TO BE DONE:
Can you reproduce the items below with each "instance" swapped for "occurrence" and nothing else changed?

═════ DATA LINES

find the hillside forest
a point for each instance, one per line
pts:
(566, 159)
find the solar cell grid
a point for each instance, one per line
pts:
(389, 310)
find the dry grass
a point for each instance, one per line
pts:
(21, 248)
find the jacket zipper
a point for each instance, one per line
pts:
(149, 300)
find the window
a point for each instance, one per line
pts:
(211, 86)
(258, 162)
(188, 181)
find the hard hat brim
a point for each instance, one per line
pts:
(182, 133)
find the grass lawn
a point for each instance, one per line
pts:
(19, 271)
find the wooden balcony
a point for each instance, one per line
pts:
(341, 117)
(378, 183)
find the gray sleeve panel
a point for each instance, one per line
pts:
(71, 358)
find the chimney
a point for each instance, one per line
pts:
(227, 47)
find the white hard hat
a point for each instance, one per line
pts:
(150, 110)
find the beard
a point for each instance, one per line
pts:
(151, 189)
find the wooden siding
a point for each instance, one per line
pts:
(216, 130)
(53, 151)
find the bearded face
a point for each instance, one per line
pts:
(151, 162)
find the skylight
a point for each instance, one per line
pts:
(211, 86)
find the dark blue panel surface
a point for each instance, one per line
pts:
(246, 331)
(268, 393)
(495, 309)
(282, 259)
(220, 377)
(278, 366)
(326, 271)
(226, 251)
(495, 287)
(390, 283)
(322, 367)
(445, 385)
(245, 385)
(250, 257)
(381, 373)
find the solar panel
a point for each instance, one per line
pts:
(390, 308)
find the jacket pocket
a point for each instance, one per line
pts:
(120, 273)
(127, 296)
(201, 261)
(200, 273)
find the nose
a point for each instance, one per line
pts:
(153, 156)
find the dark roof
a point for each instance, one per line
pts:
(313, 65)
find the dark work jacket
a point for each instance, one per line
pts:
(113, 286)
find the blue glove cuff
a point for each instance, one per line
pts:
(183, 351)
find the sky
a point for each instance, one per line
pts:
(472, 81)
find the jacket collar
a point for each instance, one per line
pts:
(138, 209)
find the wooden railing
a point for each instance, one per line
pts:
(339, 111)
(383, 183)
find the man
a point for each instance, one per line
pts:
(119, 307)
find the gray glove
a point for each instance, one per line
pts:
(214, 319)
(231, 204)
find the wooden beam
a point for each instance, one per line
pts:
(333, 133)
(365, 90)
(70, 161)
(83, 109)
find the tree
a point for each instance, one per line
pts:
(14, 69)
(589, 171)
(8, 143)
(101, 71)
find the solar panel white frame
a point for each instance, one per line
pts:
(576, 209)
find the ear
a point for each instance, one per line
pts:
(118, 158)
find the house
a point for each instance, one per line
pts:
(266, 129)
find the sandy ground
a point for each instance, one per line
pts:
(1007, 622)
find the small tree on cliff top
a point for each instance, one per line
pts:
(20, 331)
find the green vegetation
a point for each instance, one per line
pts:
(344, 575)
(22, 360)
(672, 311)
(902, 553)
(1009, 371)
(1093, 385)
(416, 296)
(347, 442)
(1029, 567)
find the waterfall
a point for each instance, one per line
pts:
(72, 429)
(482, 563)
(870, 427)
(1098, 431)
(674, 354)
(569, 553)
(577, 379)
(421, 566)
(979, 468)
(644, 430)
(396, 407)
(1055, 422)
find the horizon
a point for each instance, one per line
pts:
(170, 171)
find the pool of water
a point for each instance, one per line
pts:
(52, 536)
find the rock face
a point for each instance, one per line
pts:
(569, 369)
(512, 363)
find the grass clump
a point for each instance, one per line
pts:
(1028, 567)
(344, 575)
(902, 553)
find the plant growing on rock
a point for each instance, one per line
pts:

══════════

ANSWER TO THIS EXERCISE:
find the hillside forest
a point for each occurrence, one per line
pts:
(566, 159)
find the solar cell grid
a point for each occurrence, one per line
pts:
(389, 310)
find the dry grass
a point for each occurrence, one per line
pts:
(21, 248)
find the jacket zipper
a point for each occurrence, one per line
pts:
(149, 300)
find the window
a point for each occurrence, one per line
pts:
(211, 86)
(258, 162)
(188, 181)
find the hard hat brim
a point for each occurrence, one per line
pts:
(182, 133)
find the grass lawn
a point for each occurrence, one per line
pts:
(19, 271)
find the wooden balcony
a point for each occurrence, one per line
pts:
(341, 117)
(378, 183)
find the gray sleeve panel
a point for each occurrence, one per line
pts:
(71, 358)
find the chimney
a point for each occurrence, one per line
pts:
(227, 47)
find the white hard hat
a point for each occurrence, one per line
pts:
(150, 110)
find the beard
a point for each occurrence, one per line
pts:
(151, 189)
find the wooden siding
a point for each occurrence, one per line
pts:
(216, 130)
(53, 151)
find the bearded face
a point for each occurrence, one per line
pts:
(151, 162)
find the skylight
a point for each occurrence, one per line
pts:
(211, 86)
find the dark blue panel surface
a point for each occurrence, one per line
pts:
(246, 331)
(268, 393)
(495, 309)
(282, 259)
(220, 377)
(278, 366)
(326, 271)
(226, 251)
(495, 287)
(390, 283)
(322, 367)
(445, 385)
(245, 385)
(250, 257)
(381, 373)
find the solar panel
a point for each occurrence, one per line
pts:
(390, 308)
find the jacket pocket
a point for each occurrence, one per line
pts:
(120, 273)
(127, 296)
(201, 261)
(200, 273)
find the nose
a point for each occurrence, one per line
pts:
(153, 156)
find the dark roof
a point for each occurrence, one per line
pts:
(313, 65)
find the dark work jacket
a point for each occurrence, one per line
pts:
(113, 286)
find the blue glove cuff
a point for each occurrence, one per line
pts:
(183, 351)
find the sky
a point for each occurrence, one per line
pts:
(472, 81)
find the jacket collar
a point for each occurrence, one per line
pts:
(138, 209)
find the wooden railing
a point for each occurrence, one per line
pts:
(339, 111)
(383, 183)
find the man
a point for each occurrence, one per line
pts:
(119, 307)
find the gray glove
a point for each occurrence, one per line
pts:
(214, 319)
(231, 204)
find the wooden beam
a point for each occurrence, one per line
pts:
(333, 133)
(365, 90)
(70, 161)
(83, 109)
find the tree
a point for each occurrence, one per line
pts:
(14, 69)
(589, 171)
(8, 143)
(101, 71)
find the solar panel white frame
a point for each occurrence, one per line
pts:
(576, 209)
find the ear
a point for each occurrence, one per line
pts:
(118, 158)
find the house
a point for each occurrence, one per line
pts:
(266, 129)
find the sandy ground
a point for each occurrence, one per line
pts:
(1007, 622)
find the small tree on cliff top
a point for each occurrence, one per line
pts:
(20, 331)
find the green vegetation
a point for each occurrence, one per line
pts:
(344, 575)
(22, 360)
(672, 311)
(902, 553)
(1009, 371)
(1093, 385)
(416, 296)
(347, 442)
(1029, 567)
find the waterfall
a point for each occurrence, one per line
pts:
(72, 429)
(482, 563)
(870, 427)
(1098, 431)
(674, 354)
(569, 553)
(577, 379)
(421, 566)
(979, 468)
(644, 430)
(396, 407)
(1055, 422)
find the horizon
a point for each occurrence, one per line
pts:
(170, 171)
find the pool of water
a point for each occurrence, one per line
pts:
(52, 536)
find the rock face
a point for each occurrence, one per line
pts:
(569, 369)
(512, 363)
find the grass clump
a point for each occurrence, one per line
pts:
(1028, 567)
(344, 575)
(902, 553)
find the plant growing on rock
a point for each occurrence, one per line
pts:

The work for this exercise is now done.